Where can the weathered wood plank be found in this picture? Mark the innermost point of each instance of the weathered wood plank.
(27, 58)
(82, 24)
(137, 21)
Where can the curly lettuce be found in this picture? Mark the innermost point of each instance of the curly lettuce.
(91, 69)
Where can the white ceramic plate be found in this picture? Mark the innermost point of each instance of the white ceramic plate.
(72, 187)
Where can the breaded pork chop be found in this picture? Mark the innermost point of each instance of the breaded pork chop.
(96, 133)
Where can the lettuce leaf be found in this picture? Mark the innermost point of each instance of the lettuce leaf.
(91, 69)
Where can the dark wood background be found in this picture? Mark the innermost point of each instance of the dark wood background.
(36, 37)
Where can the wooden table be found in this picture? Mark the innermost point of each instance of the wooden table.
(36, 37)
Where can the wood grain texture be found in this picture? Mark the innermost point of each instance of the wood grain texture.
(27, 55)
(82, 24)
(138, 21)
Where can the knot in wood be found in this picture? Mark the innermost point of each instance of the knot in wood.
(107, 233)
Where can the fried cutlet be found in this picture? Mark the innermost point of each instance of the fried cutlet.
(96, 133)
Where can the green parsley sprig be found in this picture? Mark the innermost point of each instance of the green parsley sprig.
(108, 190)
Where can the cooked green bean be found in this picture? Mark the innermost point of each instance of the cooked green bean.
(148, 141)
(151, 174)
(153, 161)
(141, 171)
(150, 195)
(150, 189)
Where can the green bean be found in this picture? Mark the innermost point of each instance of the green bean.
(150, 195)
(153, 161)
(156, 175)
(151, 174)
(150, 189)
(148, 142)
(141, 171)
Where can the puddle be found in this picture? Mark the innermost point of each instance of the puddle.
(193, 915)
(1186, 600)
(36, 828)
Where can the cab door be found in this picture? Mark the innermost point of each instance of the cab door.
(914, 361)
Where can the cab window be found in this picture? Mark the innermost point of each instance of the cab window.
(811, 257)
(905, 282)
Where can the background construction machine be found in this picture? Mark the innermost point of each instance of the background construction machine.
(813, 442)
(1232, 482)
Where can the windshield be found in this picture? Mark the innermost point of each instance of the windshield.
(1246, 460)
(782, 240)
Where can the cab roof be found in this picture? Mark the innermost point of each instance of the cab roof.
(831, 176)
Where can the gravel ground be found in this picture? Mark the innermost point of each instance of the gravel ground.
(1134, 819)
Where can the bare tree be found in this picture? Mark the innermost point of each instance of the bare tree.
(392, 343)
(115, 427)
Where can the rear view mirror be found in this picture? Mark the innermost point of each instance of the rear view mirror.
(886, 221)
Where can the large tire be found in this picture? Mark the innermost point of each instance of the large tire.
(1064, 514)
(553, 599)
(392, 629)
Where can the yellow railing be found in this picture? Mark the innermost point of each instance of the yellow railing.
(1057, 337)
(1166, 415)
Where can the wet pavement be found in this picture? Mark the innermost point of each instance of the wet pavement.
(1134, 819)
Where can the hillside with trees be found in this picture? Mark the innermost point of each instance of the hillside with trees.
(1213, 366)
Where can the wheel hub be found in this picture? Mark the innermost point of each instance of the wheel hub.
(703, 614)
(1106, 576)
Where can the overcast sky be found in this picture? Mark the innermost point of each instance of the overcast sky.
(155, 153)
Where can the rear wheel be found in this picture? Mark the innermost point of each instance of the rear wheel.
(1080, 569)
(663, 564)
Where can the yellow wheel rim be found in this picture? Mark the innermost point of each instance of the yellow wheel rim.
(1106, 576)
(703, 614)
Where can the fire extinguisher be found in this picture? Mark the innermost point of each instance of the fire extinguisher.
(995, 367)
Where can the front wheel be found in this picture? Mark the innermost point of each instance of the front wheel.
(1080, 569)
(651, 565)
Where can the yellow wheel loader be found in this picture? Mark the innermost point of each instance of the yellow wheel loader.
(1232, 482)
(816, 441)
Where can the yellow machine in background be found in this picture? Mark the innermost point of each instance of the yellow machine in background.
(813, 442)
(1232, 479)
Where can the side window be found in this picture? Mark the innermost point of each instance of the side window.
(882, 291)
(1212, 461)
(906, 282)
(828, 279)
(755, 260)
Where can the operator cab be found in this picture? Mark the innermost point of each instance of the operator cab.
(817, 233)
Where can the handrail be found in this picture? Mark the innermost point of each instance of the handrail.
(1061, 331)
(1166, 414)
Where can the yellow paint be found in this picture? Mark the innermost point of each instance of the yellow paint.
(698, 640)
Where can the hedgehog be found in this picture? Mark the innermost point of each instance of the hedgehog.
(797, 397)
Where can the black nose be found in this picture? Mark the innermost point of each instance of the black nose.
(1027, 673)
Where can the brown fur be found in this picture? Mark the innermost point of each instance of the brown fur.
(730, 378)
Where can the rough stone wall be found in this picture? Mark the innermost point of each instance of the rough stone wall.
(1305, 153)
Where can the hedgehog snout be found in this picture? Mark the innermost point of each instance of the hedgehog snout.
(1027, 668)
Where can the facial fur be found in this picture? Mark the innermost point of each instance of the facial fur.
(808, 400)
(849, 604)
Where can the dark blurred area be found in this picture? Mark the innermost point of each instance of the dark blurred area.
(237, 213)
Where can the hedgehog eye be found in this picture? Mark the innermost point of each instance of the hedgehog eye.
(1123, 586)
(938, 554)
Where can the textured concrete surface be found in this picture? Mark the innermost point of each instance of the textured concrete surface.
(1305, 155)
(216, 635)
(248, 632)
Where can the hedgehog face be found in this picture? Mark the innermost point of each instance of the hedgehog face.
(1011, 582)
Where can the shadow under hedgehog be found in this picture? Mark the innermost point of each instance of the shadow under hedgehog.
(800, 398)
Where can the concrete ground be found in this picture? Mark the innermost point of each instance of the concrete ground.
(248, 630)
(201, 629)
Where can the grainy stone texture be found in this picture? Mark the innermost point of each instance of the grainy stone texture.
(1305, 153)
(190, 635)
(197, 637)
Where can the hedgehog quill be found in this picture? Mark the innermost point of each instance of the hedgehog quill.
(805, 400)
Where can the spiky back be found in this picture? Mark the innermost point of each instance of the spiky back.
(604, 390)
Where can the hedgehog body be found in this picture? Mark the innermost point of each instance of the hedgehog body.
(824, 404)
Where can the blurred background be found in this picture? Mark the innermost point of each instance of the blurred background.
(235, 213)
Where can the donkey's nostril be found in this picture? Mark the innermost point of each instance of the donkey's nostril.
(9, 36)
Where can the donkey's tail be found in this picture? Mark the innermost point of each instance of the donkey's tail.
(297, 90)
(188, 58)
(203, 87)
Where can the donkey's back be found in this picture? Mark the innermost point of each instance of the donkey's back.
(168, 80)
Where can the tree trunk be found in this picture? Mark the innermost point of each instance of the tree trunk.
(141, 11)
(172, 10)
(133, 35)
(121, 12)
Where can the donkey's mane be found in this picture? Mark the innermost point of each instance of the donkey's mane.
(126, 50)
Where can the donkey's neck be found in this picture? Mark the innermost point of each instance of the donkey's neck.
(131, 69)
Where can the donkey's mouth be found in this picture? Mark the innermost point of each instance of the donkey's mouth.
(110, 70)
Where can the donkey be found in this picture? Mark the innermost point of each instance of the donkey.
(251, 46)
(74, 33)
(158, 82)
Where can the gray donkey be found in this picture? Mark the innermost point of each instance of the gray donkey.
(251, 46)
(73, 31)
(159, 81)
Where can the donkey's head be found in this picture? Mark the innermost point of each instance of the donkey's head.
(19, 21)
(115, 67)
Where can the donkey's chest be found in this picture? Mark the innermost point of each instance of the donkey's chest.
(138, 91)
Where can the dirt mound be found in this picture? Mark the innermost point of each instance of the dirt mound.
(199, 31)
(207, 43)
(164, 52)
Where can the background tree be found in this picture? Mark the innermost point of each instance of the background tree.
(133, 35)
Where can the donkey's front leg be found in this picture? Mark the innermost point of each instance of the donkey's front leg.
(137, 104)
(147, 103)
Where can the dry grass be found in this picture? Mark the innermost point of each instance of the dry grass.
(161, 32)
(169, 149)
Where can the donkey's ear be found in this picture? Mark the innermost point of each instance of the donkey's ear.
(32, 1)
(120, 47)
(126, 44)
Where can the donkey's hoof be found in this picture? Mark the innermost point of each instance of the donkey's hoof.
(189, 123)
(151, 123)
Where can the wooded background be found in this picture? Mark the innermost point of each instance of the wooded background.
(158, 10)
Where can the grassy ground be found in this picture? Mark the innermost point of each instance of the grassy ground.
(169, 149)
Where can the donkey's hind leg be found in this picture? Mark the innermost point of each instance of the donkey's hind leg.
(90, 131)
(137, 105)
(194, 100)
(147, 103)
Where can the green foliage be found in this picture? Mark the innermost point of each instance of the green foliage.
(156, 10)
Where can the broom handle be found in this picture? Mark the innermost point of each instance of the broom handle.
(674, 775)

· · · · ·

> [EXERCISE PROMPT]: Please copy the entries from the line containing "Where can the black" up to and including the line containing "(1027, 668)", swapping "rough stone wall" for "mossy stone wall" and leaving everything else as it is.

> [RESULT OF THE TASK]:
Where can the black nose be found in this picture? Mark the innermost point of each instance of the black nose.
(1027, 673)
Where can the brown fur be found in this picture? Mark the innermost point of each instance of the brown fur.
(730, 378)
Where can the mossy stone wall be found in this picture? Mark the innermost point of each instance of the mossy stone wall.
(1305, 153)
Where can the hedgehog snout be found in this picture? Mark the innermost point of each instance of the hedgehog snout.
(1027, 668)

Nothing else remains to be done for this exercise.